**Provided text:**
------------
Farewell to all that

Final thoughts about Clarion and writing:

1. It's hard to have ideas, strange ideas, exciting ideas, novel ideas.

2. It is even harder to write good prose than to have good ideas.

3. It is hardest of all to tell a good story. Story—the mysterious alchemy of plot arc, character arc, thematic integration, atmosphere, and all the other story-like values—is very, very difficult. It may be the most difficult part of writing to learn and perform successfully. At Clarion, lack of story was the most common flaw I saw. Lots of folks had great ideas. Lots of them could write prose that was smooth, exciting or even both at the same time. But the commonest failing I saw was lack of conflict, excitement, tension, suspense, risk, or the failure of these at some point. Writers, as Nancy Kress said, can't be reluctant to *hurt* their characters. You don't have to have physical conflict, or physical risk. But your characters have to have something at stake, something the reader must care about. It's *tough* to tell a compelling story.

All the instructors said I wrote well on the sentence level. My problems are with story. They may not be insurmountable problems. All the instructors were quite positive. But storytelling is what I have to work on.

That having been said, I can *still* write better prose than I am writing, and have better ideas. There are no laurels to rest on.


Learned just before I left that one of Amelia Beamer's stories in particular was smiled on by Kelly Link, who suggested sending it to Major Market, with Kelly's blessing to Big Name Editor. Yay! I haven't seen the story, it was written pre-Clarion, but Amelia writes some very good prose, about big ideas and edgy themes, and I'd love to see something of hers in print.


And that, folks, is that. Last post to the Clarion blog. If I have anything more to say about Clarion (and I probably will) I'll post it as slithytove, my usual LJ. st_at_clarion will remain up indefinitely, but probably receive no more posts.
  • Current Mood
    accomplished accomplished

Clarion, Day 42: So long, and thanks for all the caterpillar sushi

Dinner tonight with the gang at Omi, a sushi/other Japanese place within easy walking distance of the KKG house. I had caterpillar sushi, which I had never had before, and which is both beautiful and delicious. Also octopus with shoyu and sesame oil, likewise delicious. Came home, packed as much as I could tonight. Tomorrow I should be able to get out of here in an hour or so. Plan is to leave at 7 a.m., to be home by 6 p.m.
------------
**Dataset content:**
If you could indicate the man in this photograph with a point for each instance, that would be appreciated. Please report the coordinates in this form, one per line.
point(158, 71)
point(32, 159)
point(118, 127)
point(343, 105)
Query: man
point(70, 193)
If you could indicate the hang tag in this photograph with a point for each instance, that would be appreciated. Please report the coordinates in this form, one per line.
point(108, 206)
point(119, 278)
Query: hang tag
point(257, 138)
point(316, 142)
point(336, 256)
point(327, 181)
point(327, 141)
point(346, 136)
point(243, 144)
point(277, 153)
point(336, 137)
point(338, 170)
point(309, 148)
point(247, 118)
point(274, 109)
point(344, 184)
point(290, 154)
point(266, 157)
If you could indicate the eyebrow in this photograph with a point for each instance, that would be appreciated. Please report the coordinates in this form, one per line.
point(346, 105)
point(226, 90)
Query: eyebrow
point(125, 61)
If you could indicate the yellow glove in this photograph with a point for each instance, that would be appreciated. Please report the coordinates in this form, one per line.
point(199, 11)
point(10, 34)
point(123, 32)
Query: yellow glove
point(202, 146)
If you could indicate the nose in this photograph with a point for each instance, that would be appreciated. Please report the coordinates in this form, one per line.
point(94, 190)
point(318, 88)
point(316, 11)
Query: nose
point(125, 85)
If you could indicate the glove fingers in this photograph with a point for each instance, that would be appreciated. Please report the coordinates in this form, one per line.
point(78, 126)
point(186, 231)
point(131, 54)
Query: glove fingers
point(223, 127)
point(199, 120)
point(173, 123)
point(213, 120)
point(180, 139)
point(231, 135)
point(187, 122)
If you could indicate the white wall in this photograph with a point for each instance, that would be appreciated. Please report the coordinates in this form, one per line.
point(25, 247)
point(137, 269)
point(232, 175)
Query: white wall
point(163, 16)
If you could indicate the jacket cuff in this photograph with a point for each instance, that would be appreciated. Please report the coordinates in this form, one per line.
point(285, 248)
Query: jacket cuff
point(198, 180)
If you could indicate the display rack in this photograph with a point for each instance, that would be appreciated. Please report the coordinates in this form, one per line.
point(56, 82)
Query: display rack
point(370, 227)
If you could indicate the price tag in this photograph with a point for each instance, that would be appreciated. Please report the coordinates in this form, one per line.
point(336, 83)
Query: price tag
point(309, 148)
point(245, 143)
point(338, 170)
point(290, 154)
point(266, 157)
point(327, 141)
------------
**Exercise directions:** In the Clarion blog post, turn the paragraph numbered 3, which begins "It is hardest of all to tell a good story," into a short bulleted list that keeps its main facts.

**Solution:**
- Telling a good story is the hardest part of writing, harder than having ideas or writing good prose.
- Story blends plot arc, character arc, thematic integration, atmosphere and similar values, and may be the hardest part of writing to learn and do well.
- At Clarion, lack of story was the most common flaw: many writers had great ideas and smooth or exciting prose but lacked conflict, excitement, tension, suspense or risk, or let these fail at some point.
- As Nancy Kress said, writers can't be reluctant to hurt their characters.
- Conflict and risk don't have to be physical, but characters need something at stake that the reader cares about.